Brief: Return the full set of entries exactly. Omit none.

Data for this task:
#####
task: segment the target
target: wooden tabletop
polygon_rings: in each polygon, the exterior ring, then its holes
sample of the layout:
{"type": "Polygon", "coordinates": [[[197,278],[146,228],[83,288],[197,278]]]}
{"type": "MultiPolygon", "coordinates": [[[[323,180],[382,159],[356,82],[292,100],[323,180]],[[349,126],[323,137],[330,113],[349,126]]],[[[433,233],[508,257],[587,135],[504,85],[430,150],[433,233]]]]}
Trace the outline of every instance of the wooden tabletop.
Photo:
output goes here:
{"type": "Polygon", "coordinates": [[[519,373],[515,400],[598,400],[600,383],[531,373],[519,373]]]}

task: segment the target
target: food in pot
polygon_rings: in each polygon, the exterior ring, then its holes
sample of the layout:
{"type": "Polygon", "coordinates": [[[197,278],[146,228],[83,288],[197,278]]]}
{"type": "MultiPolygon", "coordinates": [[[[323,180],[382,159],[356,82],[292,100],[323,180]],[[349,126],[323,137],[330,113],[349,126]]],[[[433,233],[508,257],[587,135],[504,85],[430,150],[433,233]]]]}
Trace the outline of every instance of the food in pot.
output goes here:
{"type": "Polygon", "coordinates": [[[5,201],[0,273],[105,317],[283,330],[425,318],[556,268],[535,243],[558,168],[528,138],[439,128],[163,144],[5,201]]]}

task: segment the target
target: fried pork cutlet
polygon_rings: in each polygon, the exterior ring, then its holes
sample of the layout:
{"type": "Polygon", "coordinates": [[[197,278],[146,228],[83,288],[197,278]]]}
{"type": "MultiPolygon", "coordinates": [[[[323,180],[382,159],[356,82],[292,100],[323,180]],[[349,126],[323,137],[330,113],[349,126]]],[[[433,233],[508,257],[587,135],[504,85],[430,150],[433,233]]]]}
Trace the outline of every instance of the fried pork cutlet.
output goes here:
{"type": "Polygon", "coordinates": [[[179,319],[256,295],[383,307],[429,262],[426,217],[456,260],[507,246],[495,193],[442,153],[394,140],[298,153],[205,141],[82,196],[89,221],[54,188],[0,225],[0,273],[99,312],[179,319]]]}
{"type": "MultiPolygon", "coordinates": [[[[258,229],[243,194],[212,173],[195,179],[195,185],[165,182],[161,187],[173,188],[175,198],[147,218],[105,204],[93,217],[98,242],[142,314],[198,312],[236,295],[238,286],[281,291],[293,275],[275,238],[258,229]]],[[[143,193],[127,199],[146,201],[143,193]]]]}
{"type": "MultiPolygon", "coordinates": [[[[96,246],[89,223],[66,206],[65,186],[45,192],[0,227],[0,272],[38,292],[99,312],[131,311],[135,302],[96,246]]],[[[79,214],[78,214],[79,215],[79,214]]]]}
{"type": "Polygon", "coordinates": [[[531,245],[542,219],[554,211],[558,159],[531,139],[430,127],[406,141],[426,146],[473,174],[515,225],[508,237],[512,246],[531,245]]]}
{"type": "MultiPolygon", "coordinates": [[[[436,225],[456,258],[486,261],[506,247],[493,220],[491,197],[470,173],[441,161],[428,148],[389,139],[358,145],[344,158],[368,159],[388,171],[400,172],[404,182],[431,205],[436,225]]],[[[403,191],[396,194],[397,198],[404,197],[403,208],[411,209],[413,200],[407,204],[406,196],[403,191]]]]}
#####
Answer to the exercise:
task: segment the target
target: wooden tabletop
polygon_rings: in each polygon, the exterior ring, then its holes
sample of the layout:
{"type": "Polygon", "coordinates": [[[197,278],[146,228],[83,288],[197,278]]]}
{"type": "MultiPolygon", "coordinates": [[[[323,180],[382,159],[356,82],[292,100],[323,180]],[[349,126],[323,137],[330,113],[349,126]]],[[[433,233],[508,257],[587,135],[504,85],[430,150],[433,233]]]]}
Trace the outline of every instance of the wooden tabletop.
Photo:
output goes here:
{"type": "Polygon", "coordinates": [[[519,373],[515,400],[598,400],[600,383],[531,373],[519,373]]]}

task: segment the target
target: food in pot
polygon_rings: in each polygon, the exterior ring, then its holes
sample of the layout:
{"type": "Polygon", "coordinates": [[[197,278],[146,228],[83,288],[197,278]]]}
{"type": "MultiPolygon", "coordinates": [[[[323,180],[382,159],[356,82],[292,100],[323,180]],[[349,126],[323,137],[330,113],[349,126]]],[[[433,233],[508,257],[587,135],[504,85],[430,150],[433,233]]]]}
Trace the outline of every instance of the food in pot.
output goes here:
{"type": "Polygon", "coordinates": [[[5,201],[0,273],[105,317],[283,330],[425,318],[556,268],[535,243],[558,168],[528,138],[439,128],[163,144],[5,201]]]}

task: segment the target
target: fried pork cutlet
polygon_rings: in each polygon, the exterior ring, then its holes
sample of the layout:
{"type": "Polygon", "coordinates": [[[197,278],[146,228],[83,288],[197,278]]]}
{"type": "MultiPolygon", "coordinates": [[[[323,180],[382,159],[356,82],[292,100],[323,180]],[[349,126],[323,137],[330,113],[349,126]]],[[[433,233],[508,257],[587,135],[504,85],[430,150],[433,233]]]]}
Trace the outline of every instance of the fried pork cutlet.
output goes here:
{"type": "Polygon", "coordinates": [[[179,319],[256,295],[383,307],[429,262],[426,217],[456,260],[507,246],[495,193],[442,153],[394,140],[298,153],[205,141],[82,196],[89,221],[54,188],[0,225],[0,273],[99,312],[179,319]]]}
{"type": "MultiPolygon", "coordinates": [[[[258,229],[243,194],[212,173],[195,179],[195,185],[165,182],[161,187],[173,188],[175,198],[147,218],[105,204],[93,217],[98,242],[142,314],[198,312],[236,295],[238,286],[281,291],[293,275],[275,238],[258,229]]],[[[143,193],[127,199],[146,201],[143,193]]]]}
{"type": "MultiPolygon", "coordinates": [[[[96,246],[89,223],[66,206],[65,186],[45,192],[0,227],[0,272],[38,292],[99,312],[131,311],[135,302],[96,246]]],[[[79,214],[78,214],[79,215],[79,214]]]]}
{"type": "Polygon", "coordinates": [[[531,245],[542,219],[554,211],[558,159],[531,139],[430,127],[406,141],[426,146],[473,174],[515,225],[508,237],[512,246],[531,245]]]}
{"type": "MultiPolygon", "coordinates": [[[[436,225],[456,258],[486,261],[506,247],[493,220],[491,197],[470,173],[441,161],[428,148],[389,139],[358,145],[344,158],[368,159],[388,171],[400,172],[404,182],[431,205],[436,225]]],[[[403,191],[396,194],[397,198],[404,197],[403,208],[411,209],[413,200],[407,204],[406,196],[403,191]]]]}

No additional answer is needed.